WHAT YOU SHOULD DO:
Arrange the lines of the entries below as a Markdown table with the columns "Row" and "Entry line". Number each row, skip blank lines, and omit the pictures.

-- begin RECORDS PROVIDED --

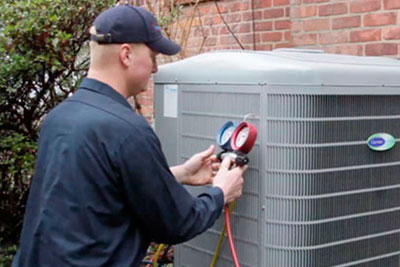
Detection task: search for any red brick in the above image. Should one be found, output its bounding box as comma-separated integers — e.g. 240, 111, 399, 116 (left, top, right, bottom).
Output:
383, 27, 400, 40
254, 21, 272, 31
261, 32, 282, 42
256, 44, 272, 51
242, 10, 262, 21
319, 31, 348, 45
318, 3, 347, 16
218, 35, 236, 45
303, 0, 330, 4
204, 36, 217, 46
227, 13, 242, 24
323, 45, 363, 56
350, 0, 382, 13
303, 19, 330, 31
365, 44, 399, 56
263, 8, 284, 19
239, 34, 255, 44
292, 20, 303, 32
253, 0, 271, 9
285, 31, 292, 41
285, 7, 291, 17
292, 34, 317, 46
219, 25, 229, 35
350, 29, 382, 42
229, 2, 250, 12
275, 20, 291, 30
274, 0, 290, 6
291, 6, 317, 18
332, 16, 361, 29
364, 12, 397, 26
274, 43, 292, 49
384, 0, 400, 9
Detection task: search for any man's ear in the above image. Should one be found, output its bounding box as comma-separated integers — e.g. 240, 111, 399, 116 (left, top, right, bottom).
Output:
119, 44, 135, 67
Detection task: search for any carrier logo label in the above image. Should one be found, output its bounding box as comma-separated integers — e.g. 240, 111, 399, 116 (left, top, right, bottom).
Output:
367, 133, 396, 151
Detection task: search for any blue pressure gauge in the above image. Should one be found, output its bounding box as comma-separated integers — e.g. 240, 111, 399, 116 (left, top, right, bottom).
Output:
217, 121, 237, 150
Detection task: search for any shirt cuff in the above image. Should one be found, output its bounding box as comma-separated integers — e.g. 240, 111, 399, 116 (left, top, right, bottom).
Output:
207, 186, 224, 213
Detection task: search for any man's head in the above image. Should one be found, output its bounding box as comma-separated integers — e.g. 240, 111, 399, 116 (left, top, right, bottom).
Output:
88, 5, 181, 97
90, 5, 181, 55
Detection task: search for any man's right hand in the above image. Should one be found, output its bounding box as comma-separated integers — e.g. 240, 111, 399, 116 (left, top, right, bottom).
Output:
213, 157, 247, 204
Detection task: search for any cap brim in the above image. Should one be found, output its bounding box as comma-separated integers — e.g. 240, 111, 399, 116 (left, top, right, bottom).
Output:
146, 37, 181, 56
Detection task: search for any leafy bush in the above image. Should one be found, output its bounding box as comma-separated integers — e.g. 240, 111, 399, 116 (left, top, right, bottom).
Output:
0, 0, 114, 250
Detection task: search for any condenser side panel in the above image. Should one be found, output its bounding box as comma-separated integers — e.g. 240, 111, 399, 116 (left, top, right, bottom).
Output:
262, 87, 400, 267
175, 84, 262, 267
154, 84, 179, 166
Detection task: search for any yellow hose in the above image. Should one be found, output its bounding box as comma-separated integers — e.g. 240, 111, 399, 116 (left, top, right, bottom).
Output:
210, 201, 236, 267
153, 244, 165, 267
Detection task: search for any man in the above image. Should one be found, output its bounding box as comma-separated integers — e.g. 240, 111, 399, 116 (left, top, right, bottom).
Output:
13, 5, 246, 267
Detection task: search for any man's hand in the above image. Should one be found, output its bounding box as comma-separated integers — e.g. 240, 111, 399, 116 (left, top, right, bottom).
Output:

-- end RECORDS PROVIDED --

CORRECT RESULT:
| Row | Entry line |
|---|---|
| 1 | Detection task: search for any red brick in the above image. Should one be found, output its bounding box as comma-separated integers — e.g. 240, 111, 399, 116 (left, top, right, bottom). |
| 2 | Output: |
| 3 | 383, 27, 400, 40 |
| 4 | 254, 21, 272, 31 |
| 5 | 261, 32, 282, 42 |
| 6 | 256, 44, 272, 51 |
| 7 | 242, 10, 262, 21 |
| 8 | 319, 31, 348, 45 |
| 9 | 318, 3, 347, 16 |
| 10 | 218, 35, 236, 45 |
| 11 | 303, 0, 330, 4 |
| 12 | 204, 36, 217, 46 |
| 13 | 227, 13, 242, 24 |
| 14 | 323, 45, 363, 56 |
| 15 | 350, 0, 382, 13 |
| 16 | 303, 19, 330, 31 |
| 17 | 365, 44, 399, 56 |
| 18 | 263, 8, 284, 19 |
| 19 | 239, 34, 255, 44 |
| 20 | 292, 20, 303, 32 |
| 21 | 253, 0, 271, 9 |
| 22 | 285, 31, 292, 41 |
| 23 | 285, 7, 291, 17 |
| 24 | 292, 34, 317, 46 |
| 25 | 219, 25, 229, 35 |
| 26 | 350, 29, 382, 42 |
| 27 | 229, 2, 250, 12 |
| 28 | 275, 20, 291, 30 |
| 29 | 274, 0, 290, 6 |
| 30 | 291, 6, 317, 18 |
| 31 | 332, 16, 361, 29 |
| 32 | 364, 12, 397, 26 |
| 33 | 274, 43, 292, 49 |
| 34 | 384, 0, 400, 9 |
| 35 | Detection task: search for any man's ear in the above image. Should one be found, output its bounding box as comma-separated integers — e.g. 240, 111, 399, 116 (left, top, right, bottom). |
| 36 | Output: |
| 37 | 119, 44, 135, 67 |
| 38 | Detection task: search for any carrier logo label in the above image. Should one be found, output its bounding box as comma-separated integers — e.g. 240, 111, 399, 116 (left, top, right, bottom). |
| 39 | Output: |
| 40 | 367, 133, 396, 151 |
| 41 | Detection task: search for any blue pressure gauge in the above image. Should one be found, output its bounding box as comma-separated integers — e.g. 240, 111, 399, 116 (left, top, right, bottom). |
| 42 | Output: |
| 43 | 217, 121, 237, 150 |
| 44 | Detection task: search for any shirt cuff in the above image. Should one be found, output its bounding box as comma-separated integers — e.g. 240, 111, 399, 116 (left, top, right, bottom). |
| 45 | Output: |
| 46 | 207, 186, 224, 213 |
| 47 | Detection task: search for any man's head in the above image. Should one be found, output its bounding box as comma-separated integers — e.g. 240, 111, 399, 116 (left, top, right, bottom). |
| 48 | Output: |
| 49 | 88, 5, 181, 97 |
| 50 | 90, 5, 181, 55 |
| 51 | Detection task: search for any man's right hand in the above image. Should one be found, output its bounding box as comma-separated integers — e.g. 240, 111, 399, 116 (left, top, right, bottom). |
| 52 | Output: |
| 53 | 213, 157, 247, 204 |
| 54 | Detection task: search for any cap brim in the above image. Should one be found, output its bounding box as comma-separated integers — e.g. 240, 111, 399, 116 (left, top, right, bottom). |
| 55 | Output: |
| 56 | 146, 37, 181, 56 |
| 57 | Detection task: search for any leafy bush in the above image. Should one be found, output its bounding box as comma-separated integers — e.g. 240, 111, 399, 116 (left, top, right, bottom). |
| 58 | Output: |
| 59 | 0, 0, 114, 250 |
| 60 | Detection task: search for any condenser side panel in the above image. Should one be found, output its bounding box as comma-separated integers — e.g. 240, 111, 399, 116 (left, top, right, bottom). |
| 61 | Output: |
| 62 | 262, 87, 400, 267 |
| 63 | 175, 84, 262, 267 |
| 64 | 154, 84, 179, 166 |
| 65 | Detection task: search for any yellow hose in the above image. Should one be found, output its bounding box as comma-separated integers — e.g. 240, 111, 399, 116 (left, top, right, bottom). |
| 66 | Output: |
| 67 | 210, 201, 236, 267 |
| 68 | 153, 244, 165, 267 |
| 69 | Detection task: search for any man in the above image. Should one be found, output its bounding box as comma-separated integers — e.g. 240, 111, 399, 116 (left, top, right, bottom). |
| 70 | Output: |
| 71 | 13, 5, 246, 267 |
| 72 | Detection task: search for any man's hand in the above image. Should one be found, output its bounding box as comma-separated integers — e.g. 240, 111, 399, 116 (left, top, right, bottom). |
| 73 | Output: |